ENTRIES SHOWN
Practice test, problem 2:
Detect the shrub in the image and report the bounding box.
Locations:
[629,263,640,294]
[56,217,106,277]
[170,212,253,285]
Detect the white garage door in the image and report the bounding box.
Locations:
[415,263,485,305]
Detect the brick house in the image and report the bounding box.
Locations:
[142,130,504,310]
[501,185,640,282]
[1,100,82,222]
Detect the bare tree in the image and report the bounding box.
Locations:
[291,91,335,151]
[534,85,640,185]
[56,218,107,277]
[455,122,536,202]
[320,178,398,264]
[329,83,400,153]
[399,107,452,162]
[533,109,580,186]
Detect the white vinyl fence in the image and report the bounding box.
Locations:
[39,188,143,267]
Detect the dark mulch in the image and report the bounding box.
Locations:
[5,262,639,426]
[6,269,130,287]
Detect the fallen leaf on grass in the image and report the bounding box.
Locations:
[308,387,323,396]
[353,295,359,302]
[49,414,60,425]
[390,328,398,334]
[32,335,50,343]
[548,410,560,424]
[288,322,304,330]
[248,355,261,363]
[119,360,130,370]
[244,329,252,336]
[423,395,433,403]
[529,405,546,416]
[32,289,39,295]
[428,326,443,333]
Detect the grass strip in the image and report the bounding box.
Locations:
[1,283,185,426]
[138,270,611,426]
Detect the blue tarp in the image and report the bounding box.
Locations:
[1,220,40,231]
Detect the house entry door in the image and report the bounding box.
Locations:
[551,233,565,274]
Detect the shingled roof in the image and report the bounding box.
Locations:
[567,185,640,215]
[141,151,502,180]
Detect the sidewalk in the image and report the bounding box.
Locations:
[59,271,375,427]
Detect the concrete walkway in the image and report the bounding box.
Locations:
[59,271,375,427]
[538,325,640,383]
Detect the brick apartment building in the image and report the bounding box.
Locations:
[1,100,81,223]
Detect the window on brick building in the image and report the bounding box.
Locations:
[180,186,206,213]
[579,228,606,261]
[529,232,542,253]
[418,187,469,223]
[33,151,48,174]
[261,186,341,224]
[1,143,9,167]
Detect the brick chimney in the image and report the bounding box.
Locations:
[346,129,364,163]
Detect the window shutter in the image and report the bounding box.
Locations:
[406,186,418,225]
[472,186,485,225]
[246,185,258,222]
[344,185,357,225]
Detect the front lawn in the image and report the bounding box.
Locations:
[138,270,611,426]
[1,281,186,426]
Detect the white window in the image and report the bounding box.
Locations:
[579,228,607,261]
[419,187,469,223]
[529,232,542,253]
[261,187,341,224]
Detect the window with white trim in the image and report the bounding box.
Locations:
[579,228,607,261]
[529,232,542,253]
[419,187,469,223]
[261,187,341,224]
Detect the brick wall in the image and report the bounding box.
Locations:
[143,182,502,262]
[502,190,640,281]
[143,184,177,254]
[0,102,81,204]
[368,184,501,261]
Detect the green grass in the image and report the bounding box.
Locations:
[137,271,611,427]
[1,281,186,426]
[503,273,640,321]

EXERCISE PROMPT
Above is a listing; print exactly its lines from the one with "Detect the house" through the one with "Detect the sidewalk", and no other lines.

THE ANSWER
Detect the house entry door in the image and report the bounding box.
Locations:
[551,233,565,274]
Detect the shingled roof in the image and report the bounding box.
Locations:
[567,185,640,215]
[141,151,502,180]
Detect the sidewalk in the image and report the bounding box.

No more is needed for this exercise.